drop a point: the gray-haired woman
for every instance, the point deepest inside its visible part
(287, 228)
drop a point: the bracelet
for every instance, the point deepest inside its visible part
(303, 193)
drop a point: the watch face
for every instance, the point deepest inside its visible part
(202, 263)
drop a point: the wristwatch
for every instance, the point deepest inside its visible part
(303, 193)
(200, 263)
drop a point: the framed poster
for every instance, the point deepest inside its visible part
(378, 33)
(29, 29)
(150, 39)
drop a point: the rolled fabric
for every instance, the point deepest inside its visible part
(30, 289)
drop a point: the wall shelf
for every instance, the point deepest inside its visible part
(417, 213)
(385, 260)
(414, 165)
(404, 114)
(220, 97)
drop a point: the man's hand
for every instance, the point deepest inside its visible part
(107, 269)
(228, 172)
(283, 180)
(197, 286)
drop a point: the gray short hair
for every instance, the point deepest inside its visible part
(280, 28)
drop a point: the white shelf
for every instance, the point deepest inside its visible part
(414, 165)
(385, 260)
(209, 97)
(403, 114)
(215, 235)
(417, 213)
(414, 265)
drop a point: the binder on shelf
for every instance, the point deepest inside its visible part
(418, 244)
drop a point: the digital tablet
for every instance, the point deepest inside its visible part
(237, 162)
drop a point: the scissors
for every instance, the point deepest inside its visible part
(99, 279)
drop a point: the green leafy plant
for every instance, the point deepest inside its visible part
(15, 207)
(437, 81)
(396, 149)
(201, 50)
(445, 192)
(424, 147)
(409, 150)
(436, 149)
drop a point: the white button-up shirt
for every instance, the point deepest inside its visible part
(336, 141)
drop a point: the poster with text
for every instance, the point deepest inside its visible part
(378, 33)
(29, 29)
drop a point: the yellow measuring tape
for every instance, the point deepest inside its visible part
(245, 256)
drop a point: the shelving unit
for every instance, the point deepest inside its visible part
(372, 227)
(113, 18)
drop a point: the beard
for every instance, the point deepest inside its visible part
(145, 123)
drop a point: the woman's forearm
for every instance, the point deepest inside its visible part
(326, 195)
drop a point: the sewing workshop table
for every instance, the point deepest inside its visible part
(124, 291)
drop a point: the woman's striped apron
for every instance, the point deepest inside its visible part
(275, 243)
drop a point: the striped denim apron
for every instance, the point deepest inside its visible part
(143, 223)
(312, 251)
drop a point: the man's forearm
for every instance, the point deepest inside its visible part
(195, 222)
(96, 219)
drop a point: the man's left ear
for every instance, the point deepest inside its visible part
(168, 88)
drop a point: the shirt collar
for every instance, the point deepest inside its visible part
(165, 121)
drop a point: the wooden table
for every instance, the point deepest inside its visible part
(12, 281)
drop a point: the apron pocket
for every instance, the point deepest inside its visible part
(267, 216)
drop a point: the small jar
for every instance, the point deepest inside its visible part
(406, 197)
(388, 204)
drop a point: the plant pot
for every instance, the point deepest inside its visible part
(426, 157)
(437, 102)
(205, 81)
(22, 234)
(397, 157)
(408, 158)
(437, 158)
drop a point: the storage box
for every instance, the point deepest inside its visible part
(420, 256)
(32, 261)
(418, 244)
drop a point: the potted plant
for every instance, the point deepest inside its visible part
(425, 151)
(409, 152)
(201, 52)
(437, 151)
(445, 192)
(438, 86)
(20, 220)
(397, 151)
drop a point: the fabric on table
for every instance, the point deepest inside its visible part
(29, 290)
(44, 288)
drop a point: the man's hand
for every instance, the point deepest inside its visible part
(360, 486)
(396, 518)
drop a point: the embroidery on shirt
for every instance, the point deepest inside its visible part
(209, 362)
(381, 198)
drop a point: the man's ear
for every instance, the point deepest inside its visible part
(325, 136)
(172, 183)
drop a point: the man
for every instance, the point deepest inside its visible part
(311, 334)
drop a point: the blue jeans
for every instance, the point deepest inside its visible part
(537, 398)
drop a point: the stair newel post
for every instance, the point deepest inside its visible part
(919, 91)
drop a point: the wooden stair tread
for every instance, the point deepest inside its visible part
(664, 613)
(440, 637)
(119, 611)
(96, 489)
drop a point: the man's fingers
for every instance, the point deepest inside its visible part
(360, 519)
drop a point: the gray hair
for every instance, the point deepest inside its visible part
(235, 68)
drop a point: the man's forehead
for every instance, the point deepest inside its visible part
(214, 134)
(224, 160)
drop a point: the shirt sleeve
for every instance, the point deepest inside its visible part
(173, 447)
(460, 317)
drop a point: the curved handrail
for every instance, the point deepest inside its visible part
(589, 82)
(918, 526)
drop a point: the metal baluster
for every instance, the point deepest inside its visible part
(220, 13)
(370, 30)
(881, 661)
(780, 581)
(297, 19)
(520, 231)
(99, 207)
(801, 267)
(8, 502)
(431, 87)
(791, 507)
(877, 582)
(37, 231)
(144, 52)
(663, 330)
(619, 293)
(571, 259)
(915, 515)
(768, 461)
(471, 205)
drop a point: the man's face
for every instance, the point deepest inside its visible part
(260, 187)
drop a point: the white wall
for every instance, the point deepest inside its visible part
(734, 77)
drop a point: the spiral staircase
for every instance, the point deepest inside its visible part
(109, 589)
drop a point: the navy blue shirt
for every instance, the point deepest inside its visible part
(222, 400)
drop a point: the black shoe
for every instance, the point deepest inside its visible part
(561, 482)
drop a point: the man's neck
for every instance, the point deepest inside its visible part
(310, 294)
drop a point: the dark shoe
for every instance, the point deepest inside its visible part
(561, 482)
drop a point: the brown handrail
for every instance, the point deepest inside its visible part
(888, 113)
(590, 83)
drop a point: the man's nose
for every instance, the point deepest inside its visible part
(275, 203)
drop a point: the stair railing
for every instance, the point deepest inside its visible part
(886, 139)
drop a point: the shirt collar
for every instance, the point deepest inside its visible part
====
_Task description_.
Would you give the material above again, complete and exact?

_Exercise answer_.
drop a point: the gray-haired woman
for every instance, the point deepest inside its visible part
(287, 228)
drop a point: the bracelet
for every instance, the point deepest inside its visible part
(303, 193)
drop a point: the watch face
for every instance, the point deepest inside its visible part
(202, 263)
drop a point: the wristwatch
for every instance, the point deepest inside its visible part
(303, 193)
(200, 263)
drop a point: the framed poster
for every instance, the point deepest inside its visible part
(378, 33)
(29, 29)
(150, 39)
drop a point: the rolled fabric
for every instance, the point deepest inside its visible part
(30, 289)
drop a point: the wall shelf
for every instance, the point deepest inside its visible part
(417, 213)
(385, 260)
(414, 165)
(404, 114)
(220, 97)
drop a point: the man's hand
for every instance, the point deepest inside its visible part
(107, 269)
(228, 172)
(283, 180)
(197, 286)
drop a point: the gray short hair
for every instance, the point deepest inside its visible part
(280, 28)
drop a point: the white shelf
for every instance, the point deepest inside its visible part
(414, 165)
(385, 260)
(209, 97)
(403, 114)
(215, 235)
(417, 213)
(414, 265)
drop a point: the binder on shelf
for every instance, the point deepest inside its visible part
(418, 244)
drop a point: the digital tablet
for every instance, the point deepest inside its visible part
(237, 162)
drop a point: the scissors
for every instance, the point deepest inside its visible part
(99, 279)
drop a point: the green leafy plant
for every instance, the point deepest inside its visible part
(15, 207)
(437, 81)
(396, 149)
(201, 50)
(445, 192)
(424, 147)
(409, 150)
(436, 149)
drop a point: the white button-up shirt
for every instance, the point deepest inside its visible part
(336, 141)
drop a point: the poster with text
for every instance, the point deepest inside its visible part
(378, 33)
(29, 29)
drop a point: the yellow measuring tape
for every instance, the point deepest inside its visible part
(245, 256)
drop a point: the shelving unit
for every instance, the point deepest inside its visible part
(372, 227)
(113, 18)
drop a point: the beard
for every instance, the point deepest inside its visible part
(145, 123)
drop a point: the woman's forearm
for every instance, the point deepest inside its visible part
(326, 195)
drop a point: the sewing workshop table
for every instance, the point deepest inside its visible part
(124, 291)
drop a point: the woman's striped apron
for every instance, the point deepest inside its visible part
(275, 243)
drop a point: the striped denim apron
for every instance, the point deepest inside its visible part
(143, 223)
(312, 251)
drop a point: the man's forearm
for every instance, the point deepest inside its visible part
(195, 222)
(96, 219)
drop a point: the man's left ear
for every instance, the point deepest inside its visible part
(168, 88)
drop a point: the shirt collar
for every instance, the point deepest inside its visible part
(165, 121)
drop a point: the wooden table
for every instance, the point deepest inside its visible part
(12, 281)
drop a point: the apron pocket
for every instance, the point deepest inside its visible part
(267, 216)
drop a point: the small jar
for every instance, the point deepest inside its visible part
(406, 197)
(388, 204)
drop a point: the plant pot
for every instance, the point deepest inside its visible part
(426, 157)
(437, 102)
(205, 81)
(22, 234)
(397, 157)
(408, 158)
(437, 158)
drop a point: the storage box
for every instance, the point deepest inside its visible part
(420, 256)
(32, 261)
(418, 244)
drop a point: the potted plant
for every instance, the point deepest inside its visible part
(425, 151)
(409, 152)
(201, 52)
(437, 151)
(445, 192)
(438, 86)
(20, 220)
(397, 151)
drop a point: the fabric on table
for every instance, the point deepest inside its visible part
(29, 290)
(44, 288)
drop a point: the man's hand
for every instance, the point deepest inside its visible part
(360, 486)
(396, 518)
drop a point: the embroidery on shirt
for every instance, the point deepest inside its visible part
(209, 362)
(381, 198)
drop a point: the man's ear
for every instance, the point deepest inside its visible part
(325, 136)
(172, 183)
drop a point: the man
for every instance, the point deepest inside its visible part
(311, 334)
drop a point: the blue jeans
for every instance, the point deepest inside its visible part
(537, 398)
drop a point: the stair newel post
for every instance, the point deepest inside its visible part
(919, 91)
drop a point: the wooden stair tread
for every instance, the point deepest inside its visible part
(664, 613)
(440, 637)
(119, 611)
(96, 489)
drop a point: the man's fingers
for every instance, the point deepest inside its visible part
(360, 519)
drop a point: the gray hair
for every instance, the point deepest inside its visible part
(235, 68)
drop a point: the man's forehead
for every instance, the point deepest inside its visible part
(214, 134)
(224, 160)
drop a point: the shirt sleeve
for every instance, the point deepest inside its visible part
(173, 447)
(460, 317)
drop a point: the curved handrail
for every instance, the point deepest inside its visible part
(589, 82)
(918, 526)
drop a point: the metal baluster
for every instance, the point deepest inside its visible part
(220, 13)
(370, 30)
(881, 661)
(780, 581)
(297, 19)
(520, 231)
(99, 207)
(801, 267)
(8, 502)
(431, 87)
(791, 507)
(877, 582)
(37, 231)
(144, 52)
(663, 330)
(619, 293)
(571, 259)
(915, 515)
(768, 461)
(471, 205)
drop a point: the man's face
for every instance, the point deepest inside its visible part
(260, 187)
drop a point: the white wall
for every instance, the point deepest inside its visible part
(734, 77)
drop a point: the spiral staircase
for every instance, the point deepest inside its visible part
(109, 589)
drop a point: the navy blue shirt
for every instance, the point deepest inside its visible part
(222, 400)
drop a point: the black shoe
for every instance, the point deepest inside its visible part
(561, 482)
drop a point: the man's neck
for every instance, the point deepest inside its visible part
(310, 294)
drop a point: the dark shoe
for every instance, the point deepest inside its visible part
(561, 482)
drop a point: the brown handrail
for every instance, the point deepest inside its visible part
(888, 113)
(590, 83)
drop a point: the man's nose
for every instance, the point deepest inside its visible part
(275, 203)
drop a point: the stair railing
for every instance, the point deepest inside its visible part
(886, 139)
drop a point: the shirt collar
for every instance, the point deepest inside its visible part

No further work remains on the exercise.